### BRIEF
Reproduce every line of the records below, requests included, scaling each coordinate in the answers by 0.65 and rounding to whole numbers, with halves rounded up. Leave the pictures out of your output.

### PROVIDED RECORDS
◆ ◆ ◆ ◆

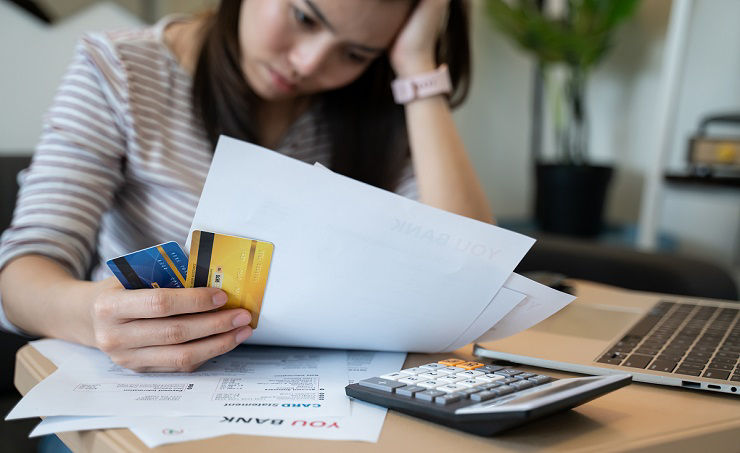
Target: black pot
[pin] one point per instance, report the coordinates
(570, 198)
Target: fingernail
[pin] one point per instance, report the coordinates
(220, 298)
(243, 334)
(242, 319)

◆ ◆ ◆ ◆

### THE REPLY
Target: black pot
[pin] one point per instance, report the coordinates
(371, 129)
Target: fingernail
[pin] one point per instance, report the coordinates
(143, 194)
(158, 217)
(157, 207)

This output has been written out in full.